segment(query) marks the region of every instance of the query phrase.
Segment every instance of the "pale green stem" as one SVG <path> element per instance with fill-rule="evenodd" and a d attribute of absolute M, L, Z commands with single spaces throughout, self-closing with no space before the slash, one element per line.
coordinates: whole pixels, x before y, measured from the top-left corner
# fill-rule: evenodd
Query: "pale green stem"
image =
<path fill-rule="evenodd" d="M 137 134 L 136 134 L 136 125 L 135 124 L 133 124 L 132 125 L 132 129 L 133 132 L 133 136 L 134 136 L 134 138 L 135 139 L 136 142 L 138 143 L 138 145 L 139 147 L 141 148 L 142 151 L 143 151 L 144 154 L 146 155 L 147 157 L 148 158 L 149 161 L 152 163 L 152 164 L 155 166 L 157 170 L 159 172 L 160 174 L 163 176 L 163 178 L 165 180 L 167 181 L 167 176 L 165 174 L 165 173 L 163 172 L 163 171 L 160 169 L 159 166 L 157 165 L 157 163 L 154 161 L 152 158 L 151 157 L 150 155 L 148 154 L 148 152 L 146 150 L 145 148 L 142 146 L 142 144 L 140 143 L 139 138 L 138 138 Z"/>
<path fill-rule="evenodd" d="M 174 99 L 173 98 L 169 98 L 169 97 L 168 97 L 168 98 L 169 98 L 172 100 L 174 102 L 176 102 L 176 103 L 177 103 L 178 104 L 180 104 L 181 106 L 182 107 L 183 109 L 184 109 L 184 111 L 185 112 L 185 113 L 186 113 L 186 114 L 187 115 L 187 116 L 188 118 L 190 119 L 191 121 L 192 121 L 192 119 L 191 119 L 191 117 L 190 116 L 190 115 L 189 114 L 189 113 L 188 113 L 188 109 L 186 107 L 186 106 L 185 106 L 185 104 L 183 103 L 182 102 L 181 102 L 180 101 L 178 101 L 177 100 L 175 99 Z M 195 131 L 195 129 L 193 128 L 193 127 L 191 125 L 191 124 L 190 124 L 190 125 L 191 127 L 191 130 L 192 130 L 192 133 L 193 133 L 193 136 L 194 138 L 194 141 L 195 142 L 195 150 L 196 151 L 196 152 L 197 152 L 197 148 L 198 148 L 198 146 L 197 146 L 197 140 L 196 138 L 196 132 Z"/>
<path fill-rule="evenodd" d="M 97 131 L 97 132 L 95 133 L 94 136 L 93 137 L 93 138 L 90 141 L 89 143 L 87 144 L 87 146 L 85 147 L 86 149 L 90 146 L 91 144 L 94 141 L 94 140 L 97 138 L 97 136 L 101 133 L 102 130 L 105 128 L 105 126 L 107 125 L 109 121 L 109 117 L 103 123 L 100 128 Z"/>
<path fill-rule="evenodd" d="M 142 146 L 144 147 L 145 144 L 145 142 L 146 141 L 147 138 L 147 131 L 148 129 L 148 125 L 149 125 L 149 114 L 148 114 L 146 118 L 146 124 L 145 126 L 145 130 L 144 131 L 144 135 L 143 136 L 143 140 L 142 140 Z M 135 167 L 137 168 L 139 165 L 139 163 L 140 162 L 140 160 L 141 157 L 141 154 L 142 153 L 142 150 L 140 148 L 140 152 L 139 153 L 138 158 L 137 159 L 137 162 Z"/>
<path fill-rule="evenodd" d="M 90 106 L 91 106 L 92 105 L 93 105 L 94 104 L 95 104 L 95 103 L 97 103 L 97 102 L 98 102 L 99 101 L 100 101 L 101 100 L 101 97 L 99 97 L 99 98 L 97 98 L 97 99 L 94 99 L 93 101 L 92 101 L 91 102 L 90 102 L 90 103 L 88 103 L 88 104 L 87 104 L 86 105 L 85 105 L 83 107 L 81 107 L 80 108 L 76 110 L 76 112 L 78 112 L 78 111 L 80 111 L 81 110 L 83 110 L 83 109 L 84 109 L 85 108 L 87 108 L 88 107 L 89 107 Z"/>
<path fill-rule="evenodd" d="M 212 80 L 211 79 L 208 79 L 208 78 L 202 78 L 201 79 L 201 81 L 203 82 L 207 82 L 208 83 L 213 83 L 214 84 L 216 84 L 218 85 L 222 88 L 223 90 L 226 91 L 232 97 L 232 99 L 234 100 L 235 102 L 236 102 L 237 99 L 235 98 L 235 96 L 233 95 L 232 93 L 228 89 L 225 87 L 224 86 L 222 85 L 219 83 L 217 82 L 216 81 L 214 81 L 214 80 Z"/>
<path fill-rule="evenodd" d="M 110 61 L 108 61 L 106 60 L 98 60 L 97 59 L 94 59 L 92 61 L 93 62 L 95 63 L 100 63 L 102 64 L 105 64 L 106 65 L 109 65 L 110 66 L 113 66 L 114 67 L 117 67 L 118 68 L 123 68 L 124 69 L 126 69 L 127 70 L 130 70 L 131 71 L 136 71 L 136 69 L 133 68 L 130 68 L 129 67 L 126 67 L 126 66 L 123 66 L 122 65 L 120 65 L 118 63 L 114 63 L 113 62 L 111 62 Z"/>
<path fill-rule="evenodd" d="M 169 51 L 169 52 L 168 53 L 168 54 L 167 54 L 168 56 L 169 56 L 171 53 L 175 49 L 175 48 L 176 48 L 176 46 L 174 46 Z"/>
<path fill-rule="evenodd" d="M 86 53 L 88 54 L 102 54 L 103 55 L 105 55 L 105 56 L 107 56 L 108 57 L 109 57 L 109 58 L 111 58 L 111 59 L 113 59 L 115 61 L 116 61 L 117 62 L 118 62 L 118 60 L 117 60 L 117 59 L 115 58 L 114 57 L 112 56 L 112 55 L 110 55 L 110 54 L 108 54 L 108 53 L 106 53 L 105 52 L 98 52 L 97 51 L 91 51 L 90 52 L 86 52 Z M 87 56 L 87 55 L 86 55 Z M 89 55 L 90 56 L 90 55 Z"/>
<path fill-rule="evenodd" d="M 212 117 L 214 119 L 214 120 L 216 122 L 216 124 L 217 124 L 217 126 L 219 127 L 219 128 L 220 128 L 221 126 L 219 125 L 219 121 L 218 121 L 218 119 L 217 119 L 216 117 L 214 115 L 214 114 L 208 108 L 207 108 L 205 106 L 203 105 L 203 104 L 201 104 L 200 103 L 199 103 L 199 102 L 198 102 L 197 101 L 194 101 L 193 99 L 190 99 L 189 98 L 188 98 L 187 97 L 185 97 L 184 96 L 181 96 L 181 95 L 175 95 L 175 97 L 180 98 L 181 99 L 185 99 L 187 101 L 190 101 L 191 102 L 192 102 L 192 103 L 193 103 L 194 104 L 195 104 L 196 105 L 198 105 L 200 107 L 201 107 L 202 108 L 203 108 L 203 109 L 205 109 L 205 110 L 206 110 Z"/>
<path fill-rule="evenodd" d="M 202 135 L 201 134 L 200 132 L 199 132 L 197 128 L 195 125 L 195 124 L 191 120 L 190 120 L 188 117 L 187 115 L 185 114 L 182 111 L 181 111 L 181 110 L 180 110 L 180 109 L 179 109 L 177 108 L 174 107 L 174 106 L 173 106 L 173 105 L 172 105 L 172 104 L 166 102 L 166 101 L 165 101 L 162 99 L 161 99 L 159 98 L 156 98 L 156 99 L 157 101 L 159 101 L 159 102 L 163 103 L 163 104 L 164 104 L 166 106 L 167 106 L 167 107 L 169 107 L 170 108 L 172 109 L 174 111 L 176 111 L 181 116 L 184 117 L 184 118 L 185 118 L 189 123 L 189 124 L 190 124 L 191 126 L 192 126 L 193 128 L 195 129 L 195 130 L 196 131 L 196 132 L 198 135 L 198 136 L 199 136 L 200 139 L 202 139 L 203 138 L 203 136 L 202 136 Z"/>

TASK PROMPT =
Please quote the records above exactly, without skipping a line.

EXERCISE RESPONSE =
segment(query) marks the region of every instance of the query phrase.
Segment every instance of the "pale green stem" as one SVG <path> element per instance with fill-rule="evenodd" and a d attribute of absolute M, L, Z commands with single spaces throughout, self-closing with no space before the slash, one element per line.
coordinates: whole pixels, x before y, measured from the top-left corner
# fill-rule: evenodd
Query: "pale green stem"
image =
<path fill-rule="evenodd" d="M 137 134 L 136 134 L 136 125 L 135 124 L 133 124 L 132 125 L 132 129 L 133 132 L 133 136 L 134 136 L 134 138 L 135 139 L 136 142 L 138 143 L 138 145 L 139 147 L 141 148 L 142 151 L 143 151 L 144 154 L 146 155 L 147 157 L 148 158 L 149 161 L 152 163 L 152 164 L 155 166 L 157 170 L 159 172 L 160 174 L 163 176 L 163 178 L 165 180 L 167 181 L 167 176 L 165 174 L 165 173 L 163 172 L 163 171 L 160 169 L 159 166 L 157 165 L 157 163 L 154 161 L 152 158 L 151 157 L 150 155 L 148 154 L 148 152 L 146 150 L 145 148 L 142 146 L 142 144 L 140 143 L 139 138 L 138 138 Z"/>
<path fill-rule="evenodd" d="M 174 99 L 173 98 L 169 98 L 169 97 L 168 97 L 168 98 L 169 98 L 172 100 L 174 102 L 176 102 L 176 103 L 177 103 L 178 104 L 180 104 L 181 106 L 182 107 L 183 109 L 184 109 L 184 111 L 185 112 L 185 113 L 186 113 L 186 114 L 187 115 L 187 116 L 188 118 L 190 119 L 191 121 L 192 121 L 192 119 L 191 119 L 191 117 L 190 116 L 190 115 L 189 114 L 189 113 L 188 113 L 188 109 L 186 107 L 186 106 L 185 106 L 185 104 L 183 103 L 182 102 L 181 102 L 180 101 L 178 101 L 177 100 L 175 99 Z M 195 131 L 195 129 L 193 128 L 193 127 L 191 125 L 191 124 L 190 124 L 190 125 L 191 127 L 191 130 L 192 130 L 192 133 L 193 133 L 193 136 L 194 138 L 194 141 L 195 142 L 195 150 L 196 151 L 196 152 L 197 152 L 197 148 L 198 148 L 198 146 L 197 146 L 197 140 L 196 138 L 196 132 Z"/>
<path fill-rule="evenodd" d="M 97 131 L 97 132 L 95 133 L 94 136 L 93 137 L 93 138 L 90 141 L 89 143 L 87 144 L 87 146 L 85 147 L 86 149 L 90 146 L 91 144 L 94 141 L 94 140 L 97 138 L 97 136 L 101 133 L 102 130 L 105 128 L 105 126 L 107 125 L 109 121 L 109 117 L 103 123 L 100 128 Z"/>
<path fill-rule="evenodd" d="M 142 146 L 144 147 L 145 144 L 145 142 L 146 141 L 147 138 L 147 131 L 148 129 L 148 125 L 149 125 L 149 114 L 148 114 L 146 118 L 146 124 L 145 126 L 145 130 L 144 131 L 144 135 L 143 136 L 143 140 L 142 140 Z M 135 167 L 137 168 L 139 165 L 139 163 L 140 162 L 140 160 L 141 157 L 141 154 L 142 153 L 142 150 L 140 148 L 140 152 L 139 153 L 138 158 L 137 159 L 137 162 Z"/>
<path fill-rule="evenodd" d="M 90 106 L 91 106 L 92 105 L 93 105 L 94 104 L 95 104 L 95 103 L 97 103 L 97 102 L 98 102 L 99 101 L 100 101 L 101 100 L 101 97 L 99 97 L 99 98 L 97 98 L 97 99 L 94 99 L 93 101 L 92 101 L 91 102 L 90 102 L 90 103 L 88 103 L 88 104 L 87 104 L 86 105 L 85 105 L 83 107 L 81 107 L 80 108 L 76 110 L 76 112 L 78 112 L 78 111 L 80 111 L 81 110 L 83 110 L 83 109 L 84 109 L 85 108 L 87 108 L 88 107 L 89 107 Z"/>
<path fill-rule="evenodd" d="M 212 80 L 211 79 L 208 79 L 208 78 L 202 78 L 201 79 L 201 81 L 203 82 L 207 82 L 208 83 L 213 83 L 214 84 L 216 84 L 218 85 L 222 88 L 223 90 L 226 91 L 232 97 L 232 99 L 234 100 L 235 102 L 236 102 L 237 99 L 235 98 L 235 96 L 233 95 L 232 93 L 228 89 L 225 87 L 224 86 L 222 85 L 219 83 L 217 82 L 216 81 L 214 81 L 214 80 Z"/>
<path fill-rule="evenodd" d="M 110 61 L 108 61 L 106 60 L 98 60 L 97 59 L 94 59 L 92 61 L 93 62 L 95 63 L 100 63 L 102 64 L 105 64 L 106 65 L 109 65 L 110 66 L 113 66 L 114 67 L 117 67 L 118 68 L 123 68 L 124 69 L 126 69 L 127 70 L 130 70 L 131 71 L 136 71 L 136 69 L 133 68 L 130 68 L 129 67 L 126 67 L 126 66 L 123 66 L 122 65 L 120 65 L 118 63 L 114 63 L 113 62 L 111 62 Z"/>
<path fill-rule="evenodd" d="M 169 51 L 169 52 L 168 53 L 168 54 L 167 54 L 168 56 L 169 56 L 171 53 L 175 49 L 175 48 L 176 48 L 176 46 L 174 46 Z"/>
<path fill-rule="evenodd" d="M 86 53 L 88 54 L 102 54 L 103 55 L 105 55 L 105 56 L 107 56 L 108 57 L 109 57 L 109 58 L 111 58 L 111 59 L 113 59 L 115 61 L 116 61 L 117 62 L 118 62 L 118 60 L 117 60 L 117 59 L 115 58 L 114 57 L 112 56 L 112 55 L 110 55 L 110 54 L 108 54 L 108 53 L 106 53 L 105 52 L 98 52 L 97 51 L 91 51 L 90 52 L 86 52 Z M 87 56 L 87 55 L 86 55 Z M 89 55 L 90 56 L 90 55 Z"/>
<path fill-rule="evenodd" d="M 212 117 L 214 119 L 214 120 L 216 122 L 216 124 L 217 124 L 217 126 L 219 127 L 219 128 L 220 128 L 221 126 L 219 125 L 219 121 L 218 121 L 218 119 L 217 119 L 216 117 L 214 115 L 214 114 L 208 108 L 207 108 L 205 106 L 203 105 L 203 104 L 201 104 L 200 103 L 199 103 L 199 102 L 198 102 L 197 101 L 194 101 L 193 99 L 190 99 L 189 98 L 188 98 L 187 97 L 185 97 L 184 96 L 181 96 L 181 95 L 175 95 L 175 97 L 180 98 L 181 99 L 185 99 L 187 101 L 190 101 L 191 102 L 192 102 L 192 103 L 193 103 L 194 104 L 195 104 L 196 105 L 198 105 L 200 107 L 201 107 L 202 108 L 203 108 L 203 109 L 205 109 L 205 110 L 206 110 Z"/>
<path fill-rule="evenodd" d="M 202 135 L 201 134 L 200 132 L 199 132 L 197 128 L 195 125 L 195 124 L 191 120 L 190 120 L 188 117 L 187 115 L 185 114 L 182 111 L 181 111 L 181 110 L 180 110 L 180 109 L 179 109 L 177 108 L 174 107 L 174 106 L 173 106 L 173 105 L 172 105 L 172 104 L 166 102 L 166 101 L 165 101 L 162 99 L 161 99 L 159 98 L 156 98 L 156 99 L 157 101 L 159 101 L 159 102 L 163 103 L 163 104 L 164 104 L 166 106 L 167 106 L 167 107 L 169 107 L 170 108 L 172 109 L 174 111 L 176 111 L 181 116 L 184 117 L 184 118 L 185 118 L 189 123 L 189 124 L 190 124 L 191 126 L 192 126 L 193 128 L 195 129 L 195 130 L 196 131 L 196 132 L 198 135 L 198 136 L 199 136 L 200 139 L 202 139 L 203 138 L 203 136 L 202 136 Z"/>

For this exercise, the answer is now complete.